Referring expression pointing data
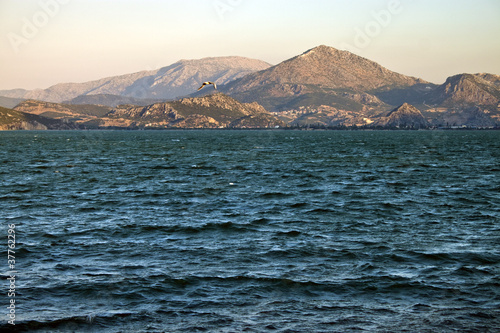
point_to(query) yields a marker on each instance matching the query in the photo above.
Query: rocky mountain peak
(478, 89)
(405, 115)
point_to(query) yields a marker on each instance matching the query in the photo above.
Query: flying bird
(207, 83)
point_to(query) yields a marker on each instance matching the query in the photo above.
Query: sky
(45, 42)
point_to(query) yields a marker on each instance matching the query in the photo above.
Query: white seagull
(207, 83)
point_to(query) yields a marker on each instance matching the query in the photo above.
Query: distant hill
(473, 89)
(16, 120)
(322, 75)
(322, 87)
(110, 100)
(8, 102)
(404, 116)
(178, 79)
(216, 110)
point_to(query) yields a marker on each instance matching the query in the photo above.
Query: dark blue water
(253, 231)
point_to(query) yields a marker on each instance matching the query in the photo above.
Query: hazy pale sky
(44, 42)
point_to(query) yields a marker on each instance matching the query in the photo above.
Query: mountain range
(322, 87)
(178, 79)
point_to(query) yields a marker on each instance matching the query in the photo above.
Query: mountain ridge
(169, 82)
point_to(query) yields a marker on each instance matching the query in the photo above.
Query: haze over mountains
(322, 87)
(178, 79)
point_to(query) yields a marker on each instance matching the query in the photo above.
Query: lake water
(252, 231)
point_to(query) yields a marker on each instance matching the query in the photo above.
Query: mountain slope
(16, 120)
(323, 73)
(403, 116)
(178, 79)
(211, 111)
(474, 89)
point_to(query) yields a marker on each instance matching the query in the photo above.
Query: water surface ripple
(253, 231)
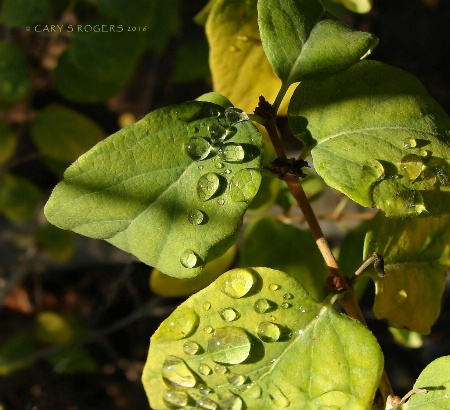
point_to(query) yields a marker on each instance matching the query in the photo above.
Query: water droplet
(175, 399)
(207, 185)
(236, 379)
(274, 286)
(204, 369)
(189, 259)
(231, 152)
(191, 347)
(196, 217)
(235, 283)
(268, 332)
(244, 185)
(229, 314)
(219, 369)
(410, 143)
(277, 397)
(177, 373)
(235, 115)
(263, 306)
(229, 345)
(197, 148)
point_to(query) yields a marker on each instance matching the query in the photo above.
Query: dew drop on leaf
(268, 332)
(196, 217)
(229, 314)
(175, 399)
(189, 259)
(191, 347)
(177, 373)
(235, 283)
(244, 185)
(231, 152)
(207, 185)
(197, 148)
(229, 345)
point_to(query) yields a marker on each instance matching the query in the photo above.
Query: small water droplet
(274, 286)
(235, 283)
(268, 332)
(229, 314)
(207, 185)
(219, 369)
(229, 345)
(175, 399)
(236, 379)
(196, 217)
(197, 148)
(263, 306)
(244, 185)
(177, 373)
(189, 259)
(231, 152)
(190, 347)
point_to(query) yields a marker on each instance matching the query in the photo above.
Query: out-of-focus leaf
(15, 84)
(279, 245)
(172, 287)
(19, 198)
(416, 259)
(251, 340)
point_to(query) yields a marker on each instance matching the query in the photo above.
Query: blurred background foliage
(76, 315)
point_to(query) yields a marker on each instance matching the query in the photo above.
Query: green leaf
(416, 260)
(251, 340)
(19, 198)
(295, 33)
(63, 134)
(15, 84)
(280, 245)
(378, 137)
(21, 13)
(436, 379)
(8, 142)
(171, 189)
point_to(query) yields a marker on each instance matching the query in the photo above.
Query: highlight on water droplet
(229, 345)
(268, 332)
(175, 399)
(229, 314)
(207, 185)
(244, 185)
(196, 217)
(177, 373)
(231, 152)
(190, 347)
(197, 148)
(235, 283)
(189, 259)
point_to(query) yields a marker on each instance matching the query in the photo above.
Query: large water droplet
(196, 217)
(244, 185)
(177, 373)
(175, 399)
(235, 283)
(191, 347)
(197, 148)
(229, 314)
(233, 153)
(207, 185)
(268, 332)
(229, 345)
(263, 306)
(189, 259)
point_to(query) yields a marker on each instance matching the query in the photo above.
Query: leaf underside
(171, 189)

→ EXERCISE
Apart from the pictures, repeat every entry exactly.

→ YOUR RESPONSE
point_to(query) yields a marker on each instance matching the query in the photo above.
Query: rocky mountain peak
(478, 89)
(405, 115)
point_to(query) yields a marker on each instance matching the query in the photo above.
Query: flying bird
(207, 83)
point_to(query) yields a marker on each instance matching the query in the photo above.
Query: sky
(45, 42)
point_to(query) yields a marker on each instance matching the query in the photo above.
Query: white seagull
(207, 83)
point_to(query) yields a marker on each instance matching the query in the photo above.
Query: distant hill
(473, 89)
(16, 120)
(322, 75)
(322, 87)
(110, 100)
(8, 102)
(404, 116)
(178, 79)
(216, 110)
point_to(query) yields a marker on each instance matching the query in the photo above.
Query: dark blue water
(253, 231)
point_to(query) yields a marker on each instance matching the query in the photo above.
Query: hazy pale sky
(44, 42)
point_to(query) yields a marker on each instance matching the query in the photo above.
Query: mountain range
(322, 87)
(178, 79)
point_to(query) yields a marker on each instance matching the query in the photo above.
Query: mountain ridge
(169, 82)
point_to(query) yields a marker on each instance matching the query in the photo above.
Query: haze over mountains
(322, 87)
(178, 79)
point_to(query) yields a marker on each instance matching the query in the photo above.
Query: lake water
(252, 231)
point_to(query) yields a marker on each instance matching the query in the photo above.
Query: mountain slope
(16, 120)
(323, 73)
(403, 116)
(178, 79)
(211, 111)
(474, 89)
point_to(query) yields a marker on each instance matching the query in the photo above.
Query: water surface ripple
(253, 231)
point_to(query) yields a marker on each instance matching the query in the photo above.
Query: water droplet
(175, 399)
(207, 185)
(236, 379)
(274, 286)
(204, 369)
(189, 259)
(231, 152)
(191, 347)
(196, 217)
(235, 283)
(268, 332)
(244, 185)
(229, 314)
(219, 369)
(410, 143)
(277, 397)
(177, 373)
(235, 115)
(263, 306)
(229, 345)
(197, 148)
point_to(query) yields a marker on each instance matching the query in the photo above.
Query: dew drop on leaf
(268, 332)
(196, 217)
(229, 314)
(175, 399)
(189, 259)
(191, 347)
(177, 373)
(235, 283)
(244, 185)
(231, 152)
(207, 185)
(197, 148)
(229, 345)
point_to(query) yields a marker on each instance matching the query in the photo above.
Query: small water droplet
(274, 286)
(235, 283)
(268, 332)
(229, 314)
(207, 185)
(219, 369)
(229, 345)
(175, 399)
(236, 379)
(196, 217)
(197, 148)
(263, 306)
(244, 185)
(177, 373)
(189, 259)
(231, 152)
(190, 347)
point_to(query) yields a marker on each instance matching the query in the photo above.
Query: out-of-focus leaf
(15, 84)
(279, 245)
(172, 287)
(19, 198)
(416, 259)
(251, 340)
point_to(query) yields a marker on each instance matching the query in the photo above.
Query: blurred background foliage
(76, 315)
point_to(query) yields a marker on each instance matching the query in the photo above.
Query: green leaf
(416, 260)
(251, 340)
(19, 198)
(295, 33)
(63, 134)
(15, 84)
(280, 245)
(378, 137)
(21, 13)
(436, 379)
(8, 142)
(171, 189)
point_to(query) yields a marker on each instance matching the query in the photo above.
Query: highlight on water droplet
(229, 345)
(268, 332)
(175, 399)
(229, 314)
(207, 185)
(244, 185)
(196, 217)
(177, 373)
(231, 152)
(190, 347)
(197, 148)
(235, 283)
(189, 259)
point_to(query) yields a marker on each instance matching the query in the photo above.
Query: large water droplet
(196, 217)
(244, 185)
(177, 373)
(175, 399)
(235, 283)
(191, 347)
(197, 148)
(229, 314)
(233, 153)
(207, 185)
(268, 332)
(229, 345)
(263, 306)
(189, 259)
point_to(query) yields a marker on each instance matching the query in the photo above.
Query: leaf underside
(171, 189)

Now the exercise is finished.